- [STATED PROBLEM A] Copy out the rows word for word, beginning at the line that contains "Pest-scouting request: point out the tree" and stopping after the last row.

— START OF PAGE TEXT —

Op Ed: Supreme Court Recent Rulings-Our Resolve is Stronger than the Setback

Christopher M. Reber, President, Hudson County Community College

As a community college located in Jersey City, New Jersey, the most diverse city in the United States, Hudson County Community College serves and supports all who walk through our doors in pursuit of education and a promising future. Our college’s commitment to this open-access mission, anchored to our shared values of diversity, equity, and inclusion, is ironclad. Unfortunately, recent rulings by the United States Supreme Court, including the Court’s decision to strike down Affirmative Action, stand in stark contrast to this mission and our core values.

Hudson County Community College, and community colleges like us all over the nation, provide a vital onramp to the American Dream for those we serve. Our Journal Square campus is located in the shadow of the Statue of Liberty, an inspirational symbol of our student’s dreams and aspirations. Our North Hudson campus serves Union City, one of the nation’s most densely populated cities and a diverse and thriving community with a large concentration of Hispanic and Latino citizens.

Our location in the heart of this diverse and vibrant region provides a unique vantage point for serving traditionally underrepresented and marginalized students and community members – people who are adversely affected by the Supreme Court’s recent decisions.

— END OF PAGE TEXT —
— START OF SUPPLIED MATERIAL —

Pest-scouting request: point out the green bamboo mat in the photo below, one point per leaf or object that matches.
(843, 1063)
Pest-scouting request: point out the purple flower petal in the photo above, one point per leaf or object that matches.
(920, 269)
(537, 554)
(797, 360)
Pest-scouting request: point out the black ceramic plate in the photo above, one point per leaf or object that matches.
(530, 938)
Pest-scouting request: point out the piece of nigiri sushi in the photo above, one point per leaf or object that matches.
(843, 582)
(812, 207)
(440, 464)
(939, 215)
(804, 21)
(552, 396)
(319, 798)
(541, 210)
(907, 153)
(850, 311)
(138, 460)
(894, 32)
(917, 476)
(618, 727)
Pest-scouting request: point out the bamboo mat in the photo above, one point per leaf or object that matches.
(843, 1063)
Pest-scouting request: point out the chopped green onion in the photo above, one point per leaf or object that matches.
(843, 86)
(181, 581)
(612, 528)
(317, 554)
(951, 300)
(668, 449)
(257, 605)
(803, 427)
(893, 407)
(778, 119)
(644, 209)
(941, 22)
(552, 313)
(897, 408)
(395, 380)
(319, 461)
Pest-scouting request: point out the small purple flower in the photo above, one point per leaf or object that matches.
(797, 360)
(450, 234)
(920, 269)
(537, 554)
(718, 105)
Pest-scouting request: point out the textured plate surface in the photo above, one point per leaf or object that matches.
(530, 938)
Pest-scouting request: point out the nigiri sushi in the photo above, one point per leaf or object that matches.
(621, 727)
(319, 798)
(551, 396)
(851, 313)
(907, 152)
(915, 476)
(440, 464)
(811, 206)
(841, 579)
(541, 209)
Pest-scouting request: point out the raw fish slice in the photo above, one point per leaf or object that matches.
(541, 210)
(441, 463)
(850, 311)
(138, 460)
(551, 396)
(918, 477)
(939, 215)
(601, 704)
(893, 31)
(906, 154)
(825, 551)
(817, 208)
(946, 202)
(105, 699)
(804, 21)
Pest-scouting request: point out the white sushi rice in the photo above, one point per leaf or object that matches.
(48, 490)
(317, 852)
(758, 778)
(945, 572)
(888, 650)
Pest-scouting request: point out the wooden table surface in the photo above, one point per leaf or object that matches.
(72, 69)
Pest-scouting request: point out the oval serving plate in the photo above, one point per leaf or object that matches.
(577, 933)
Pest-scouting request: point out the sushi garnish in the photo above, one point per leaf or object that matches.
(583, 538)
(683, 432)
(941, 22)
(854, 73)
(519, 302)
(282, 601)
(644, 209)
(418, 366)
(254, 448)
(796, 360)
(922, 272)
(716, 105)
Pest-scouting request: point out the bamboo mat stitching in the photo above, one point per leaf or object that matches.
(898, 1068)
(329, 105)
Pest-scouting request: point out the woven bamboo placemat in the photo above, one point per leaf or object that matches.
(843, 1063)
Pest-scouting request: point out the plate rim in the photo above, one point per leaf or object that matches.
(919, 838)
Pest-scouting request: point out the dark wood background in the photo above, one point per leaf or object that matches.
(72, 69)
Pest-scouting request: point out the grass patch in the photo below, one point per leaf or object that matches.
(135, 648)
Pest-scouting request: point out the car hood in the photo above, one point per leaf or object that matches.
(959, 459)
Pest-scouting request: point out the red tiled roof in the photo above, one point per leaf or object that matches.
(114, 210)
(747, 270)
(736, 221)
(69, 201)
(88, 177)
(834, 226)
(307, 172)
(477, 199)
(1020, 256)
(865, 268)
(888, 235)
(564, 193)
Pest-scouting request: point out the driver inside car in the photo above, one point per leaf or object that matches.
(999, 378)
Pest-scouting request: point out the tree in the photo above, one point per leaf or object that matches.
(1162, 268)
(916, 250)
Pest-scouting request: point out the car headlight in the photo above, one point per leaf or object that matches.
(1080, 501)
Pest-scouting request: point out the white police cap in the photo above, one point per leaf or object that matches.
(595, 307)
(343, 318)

— END OF SUPPLIED MATERIAL —

- [STATED PROBLEM B] Continue the op-ed on the recent Supreme Court rulings from where it stops.

- [WRITTEN ANSWER A]
Pest-scouting request: point out the tree in the photo above, one point per leaf or object that matches.
(1162, 268)
(916, 250)
Pest-scouting request: point out the car headlight in the photo above, one point per leaf or object that matches.
(1080, 501)
Pest-scouting request: point out the white police cap in the photo above, one point per leaf or object that matches.
(595, 307)
(343, 318)

- [WRITTEN ANSWER B]
We are proud to support all students in achieving their goals and dreams for a better life. Like our community college peers, HCCC is an open-access institution, so the recent Affirmative Action ruling will not directly affect our admission of all students who come to us seeking a brighter future. But it will affect many of our graduates and employees who succeed at HCCC and go on to pursue baccalaureate and graduate education, including many who apply to highly selective colleges and universities including Ivy League and Research 1 institutions.

Most HCCC students place into English as a Second Language (ESL), Developmental English, and/or Developmental Math courses when they begin their education with us. Many of these students speak little or no English. Most navigate significant financial challenges. Additionally, we proudly serve many DACA and undocumented students.

In recent years, Temple University’s Hope Center for College, Community, and Justice twice surveyed our student body and found that two-thirds to three-quarters of our students reported challenges of food insecurity, housing insecurity, and even homelessness. I invite you to reflect on the immensity of the challenge of attending college while hungry or homeless, and the monumental commitment and drive these students have in seeking a brighter future. And many students are parents, struggling to navigate these life challenges while caring for children, and other family members, and working, often full-time.

Our students represent populations that are too often overlooked and ignored, but we are proud not to overlook anyone. We embrace all students. Through their hard work and with our guidance, support, and love, our students achieve transformational outcomes.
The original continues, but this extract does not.